As we have always said: surrogacy enslaves women, undermines their physical and mental health and facilitates the trafficking of children.
The topic of surrogacy was also recently addressed by the CBC (The Center for Bioethics and Culture Network) in a presentation submitted to the United Nations in response to the call for contributions regarding the vulnerabilities of children to sale and sexual exploitation in the framework of the Sustainable Development Goals (in particular Goals 5.3, 8.7 and 16.2.).
Jennifer Lahl, CBC President, and Gary Powell, European Special Consultant at the CBC, wrote to the attention of Special Rapporteur Mama Fatima Singhateh, United Nations Office of the High Commissioner for Human Rights:
«International commercial surrogacy tourism is an intrinsically harmful practice to the babies purchased in respect of the high-risk pregnancies and the increased risk that the neonate will suffer health detriments, the emotional abuse caused when a neonate is taken immediately from his or her birth mother, and the child’s exposure to genealogical bewilderment resulting from biological and cultural uncoupling, all of which are associated with the surrogacy process».
And given this necessary premise, they continue:
«Once commercial surrogacy agencies and the other professional facilitators, such as surrogacy and IVF clinics, lawyers, and doctors, have completed their specialist obligations to the commissioning parents and received their remuneration, their involvement in the process comes to an abrupt end. Shortly after they are born, the babies are often taken abroad, to the homeland of the commissioning parents, where commercial surrogacy is likely to be illegal or considerably more expensive: factors that motivate commissioning parents to seek commercial surrogacy services abroad».

● **SET OF TASKS**
(a) In the passage on surrogacy, condense the paragraph that begins "Once commercial surrogacy agencies" into a short bulleted list that keeps its main facts.
(b) According to the passage on surrogacy, what position does Gary Powell hold at the CBC?
(c) Resume the passage on surrogacy, continuing from its final sentence.

● **Referring expression data**
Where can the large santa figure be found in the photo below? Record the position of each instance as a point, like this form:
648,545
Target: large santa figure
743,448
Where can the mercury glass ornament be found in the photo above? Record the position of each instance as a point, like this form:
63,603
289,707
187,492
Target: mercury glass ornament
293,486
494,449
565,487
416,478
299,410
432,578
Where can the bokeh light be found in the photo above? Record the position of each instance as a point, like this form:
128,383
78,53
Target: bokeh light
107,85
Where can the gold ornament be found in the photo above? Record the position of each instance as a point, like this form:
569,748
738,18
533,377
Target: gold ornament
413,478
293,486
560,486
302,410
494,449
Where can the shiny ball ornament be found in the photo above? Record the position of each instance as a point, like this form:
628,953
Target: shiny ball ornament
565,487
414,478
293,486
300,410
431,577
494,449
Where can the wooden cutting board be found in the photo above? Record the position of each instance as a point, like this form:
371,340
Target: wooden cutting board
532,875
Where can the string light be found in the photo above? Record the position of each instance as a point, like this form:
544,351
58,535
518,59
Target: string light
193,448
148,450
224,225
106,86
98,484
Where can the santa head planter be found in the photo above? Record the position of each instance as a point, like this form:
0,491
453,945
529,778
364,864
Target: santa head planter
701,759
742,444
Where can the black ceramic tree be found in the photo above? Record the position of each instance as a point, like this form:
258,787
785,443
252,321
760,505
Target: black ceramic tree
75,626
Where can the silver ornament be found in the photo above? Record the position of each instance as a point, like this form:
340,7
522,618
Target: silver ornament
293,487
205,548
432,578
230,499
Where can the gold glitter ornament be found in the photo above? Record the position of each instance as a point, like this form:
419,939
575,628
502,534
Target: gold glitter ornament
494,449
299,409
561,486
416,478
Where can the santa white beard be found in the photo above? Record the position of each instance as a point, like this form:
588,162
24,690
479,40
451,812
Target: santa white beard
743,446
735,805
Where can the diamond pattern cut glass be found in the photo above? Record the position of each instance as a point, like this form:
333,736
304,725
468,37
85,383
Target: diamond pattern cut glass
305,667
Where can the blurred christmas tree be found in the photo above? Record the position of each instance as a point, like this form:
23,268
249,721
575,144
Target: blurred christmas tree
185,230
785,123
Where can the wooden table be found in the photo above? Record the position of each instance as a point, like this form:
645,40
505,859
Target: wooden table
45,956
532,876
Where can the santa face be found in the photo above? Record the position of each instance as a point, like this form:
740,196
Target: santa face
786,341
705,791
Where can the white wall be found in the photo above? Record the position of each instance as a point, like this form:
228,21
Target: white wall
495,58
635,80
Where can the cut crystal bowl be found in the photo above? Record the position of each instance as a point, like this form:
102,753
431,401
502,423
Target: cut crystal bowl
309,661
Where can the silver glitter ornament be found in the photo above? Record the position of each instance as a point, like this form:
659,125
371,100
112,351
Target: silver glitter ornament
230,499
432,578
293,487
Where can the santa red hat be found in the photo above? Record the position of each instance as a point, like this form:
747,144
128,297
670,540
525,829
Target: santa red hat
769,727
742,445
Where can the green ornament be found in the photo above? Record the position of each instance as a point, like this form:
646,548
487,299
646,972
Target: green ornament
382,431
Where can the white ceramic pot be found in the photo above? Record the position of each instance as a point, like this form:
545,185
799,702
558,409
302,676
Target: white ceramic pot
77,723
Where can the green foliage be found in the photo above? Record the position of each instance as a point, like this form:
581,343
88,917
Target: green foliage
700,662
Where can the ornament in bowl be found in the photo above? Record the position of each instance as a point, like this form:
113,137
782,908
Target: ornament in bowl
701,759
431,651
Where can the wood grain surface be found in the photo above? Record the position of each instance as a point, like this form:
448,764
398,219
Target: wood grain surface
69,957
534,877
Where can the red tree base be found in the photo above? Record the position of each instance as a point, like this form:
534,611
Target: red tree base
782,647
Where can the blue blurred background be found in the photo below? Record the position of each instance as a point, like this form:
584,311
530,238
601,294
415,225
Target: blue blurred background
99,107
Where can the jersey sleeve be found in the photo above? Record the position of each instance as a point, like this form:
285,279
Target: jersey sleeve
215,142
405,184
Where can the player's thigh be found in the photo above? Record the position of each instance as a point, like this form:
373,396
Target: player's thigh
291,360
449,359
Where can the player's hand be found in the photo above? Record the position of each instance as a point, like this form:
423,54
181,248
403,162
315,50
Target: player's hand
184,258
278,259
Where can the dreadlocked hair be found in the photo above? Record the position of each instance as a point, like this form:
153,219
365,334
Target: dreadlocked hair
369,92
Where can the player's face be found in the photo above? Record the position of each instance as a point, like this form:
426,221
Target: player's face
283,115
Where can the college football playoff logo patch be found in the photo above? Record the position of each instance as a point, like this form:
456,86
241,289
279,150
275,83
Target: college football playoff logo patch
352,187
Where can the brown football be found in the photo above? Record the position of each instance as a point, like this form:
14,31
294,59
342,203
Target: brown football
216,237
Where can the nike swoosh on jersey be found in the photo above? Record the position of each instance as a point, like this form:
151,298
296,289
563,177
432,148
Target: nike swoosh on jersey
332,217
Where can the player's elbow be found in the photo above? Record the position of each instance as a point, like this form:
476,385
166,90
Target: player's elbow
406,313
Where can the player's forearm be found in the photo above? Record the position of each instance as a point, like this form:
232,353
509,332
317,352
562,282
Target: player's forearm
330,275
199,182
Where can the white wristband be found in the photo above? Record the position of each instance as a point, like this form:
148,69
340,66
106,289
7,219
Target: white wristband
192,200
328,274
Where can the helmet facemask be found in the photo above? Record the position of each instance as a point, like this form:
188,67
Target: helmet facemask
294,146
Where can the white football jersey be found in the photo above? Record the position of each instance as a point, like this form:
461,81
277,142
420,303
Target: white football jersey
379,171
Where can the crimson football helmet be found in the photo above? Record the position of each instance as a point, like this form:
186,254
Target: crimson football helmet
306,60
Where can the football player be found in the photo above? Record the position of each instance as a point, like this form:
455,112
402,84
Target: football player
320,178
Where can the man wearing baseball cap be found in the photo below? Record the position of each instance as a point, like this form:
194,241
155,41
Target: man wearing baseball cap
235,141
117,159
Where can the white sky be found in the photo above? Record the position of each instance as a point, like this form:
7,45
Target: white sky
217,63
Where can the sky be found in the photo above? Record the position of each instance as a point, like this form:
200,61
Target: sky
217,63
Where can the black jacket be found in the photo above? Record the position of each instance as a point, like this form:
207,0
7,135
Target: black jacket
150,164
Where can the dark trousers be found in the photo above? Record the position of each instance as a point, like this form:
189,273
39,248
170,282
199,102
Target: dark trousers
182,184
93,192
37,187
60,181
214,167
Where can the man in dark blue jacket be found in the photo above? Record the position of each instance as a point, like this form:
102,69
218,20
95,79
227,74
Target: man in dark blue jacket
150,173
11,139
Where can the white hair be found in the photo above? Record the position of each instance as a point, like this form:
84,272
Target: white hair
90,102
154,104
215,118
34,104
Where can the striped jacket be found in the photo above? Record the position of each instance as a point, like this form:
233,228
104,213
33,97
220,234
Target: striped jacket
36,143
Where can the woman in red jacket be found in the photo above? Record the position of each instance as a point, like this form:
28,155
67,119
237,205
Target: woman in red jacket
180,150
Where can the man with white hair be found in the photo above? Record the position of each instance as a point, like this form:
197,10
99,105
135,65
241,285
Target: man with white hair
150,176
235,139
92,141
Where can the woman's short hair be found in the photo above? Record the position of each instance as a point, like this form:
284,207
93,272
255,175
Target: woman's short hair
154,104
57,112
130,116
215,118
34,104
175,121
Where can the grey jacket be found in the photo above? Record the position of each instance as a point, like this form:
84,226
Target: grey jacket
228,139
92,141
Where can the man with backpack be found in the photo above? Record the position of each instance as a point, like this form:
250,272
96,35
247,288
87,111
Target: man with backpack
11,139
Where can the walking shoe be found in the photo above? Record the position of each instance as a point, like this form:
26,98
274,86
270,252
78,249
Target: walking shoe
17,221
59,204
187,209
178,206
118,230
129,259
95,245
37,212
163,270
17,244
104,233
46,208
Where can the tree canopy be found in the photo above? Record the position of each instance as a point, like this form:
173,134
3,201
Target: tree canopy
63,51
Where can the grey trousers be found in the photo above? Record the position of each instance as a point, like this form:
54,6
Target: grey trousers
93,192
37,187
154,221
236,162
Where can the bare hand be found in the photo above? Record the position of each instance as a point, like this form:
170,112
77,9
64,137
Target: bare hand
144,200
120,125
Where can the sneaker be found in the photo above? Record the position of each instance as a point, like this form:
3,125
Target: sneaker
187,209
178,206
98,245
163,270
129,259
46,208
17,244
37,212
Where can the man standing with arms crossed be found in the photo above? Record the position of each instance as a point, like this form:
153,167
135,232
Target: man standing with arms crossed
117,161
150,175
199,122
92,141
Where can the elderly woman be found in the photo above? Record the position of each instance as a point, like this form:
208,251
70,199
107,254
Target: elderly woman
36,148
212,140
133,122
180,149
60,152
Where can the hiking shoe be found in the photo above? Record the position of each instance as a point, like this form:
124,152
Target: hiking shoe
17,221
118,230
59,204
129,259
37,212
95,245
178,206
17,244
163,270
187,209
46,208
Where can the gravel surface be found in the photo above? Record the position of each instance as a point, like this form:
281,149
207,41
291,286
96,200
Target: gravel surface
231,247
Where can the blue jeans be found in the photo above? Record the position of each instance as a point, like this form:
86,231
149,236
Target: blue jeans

● **TASK-BY-TASK RESULTS**
(a)
- Surrogacy agencies, IVF clinics, lawyers and doctors fulfill their obligations to the commissioning parents and get paid.
- Their involvement in the process then ends abruptly.
- Soon after birth, the babies are often taken abroad to the commissioning parents' homeland.
- Commercial surrogacy is likely to be illegal or much more expensive in that homeland, which motivates the parents to seek it abroad.

(b) He is European Special Consultant at the CBC.

(c)
And here is the serious denunciation. Lahl and Powell explain that when children are brought overseas, surrogacy agencies do not have the burden of investigating what will happen to the children from then on and whether the acquiring parents had nefarious intentions. Surrogacy agencies do not carry out any kind of rigorous suitability screening of intending parents, unlike what happens in the adoption process. The conflict of interests is too strong!
A tragic emblematic case is that of “Baby Gammy” in 2014, where a boy with Down’s syndrome was left behind in Thailand by his commissioning parents who returned to Australia with Gammy’s twin sister, Pipah. The commissioning biological father had previously served three years in prison for sexual offenses on minors and, despite this, he had managed to complete the process of buying the child. It is useless to dwell on the pain caused to an abandoned disabled child because he does not correspond to the product chosen in the catalog.
The text underlines: «The fact that these children are purchased in one country and transported to another, with no follow-up monitoring, means that they are at an especially high risk of abuse and exploitation once they are taken abroad. Indeed, the purchasing parents may even have no biological relationship to the child at all, given that both the egg and the sperm that form the embryo can be purchased under some jurisdictions. This is a situation that would seem particularly attractive to malevolent traffickers of children, though numerous examples of adults exploiting children to whom they are biologically related suggest that such abuse is by no means ruled out simply because an adult has a biological relationship to the child».
«The birth mothers recruited in commercial surrogacy are often women from economically-disadvantaged backgrounds, and in this respect, there is a clear parallel with the sale of human organs, where the “donor” (vendor) is normally in a situation of economic vulnerability – and even urgency and desperation».
As also reiterated by us at Steadfast in a document sent to all international cooperation bodies, this inhumane practice must be stopped by all means. The paper sent was used to warn of these illicit trafficking that makes the human being a commodity at the service of a ruthless market.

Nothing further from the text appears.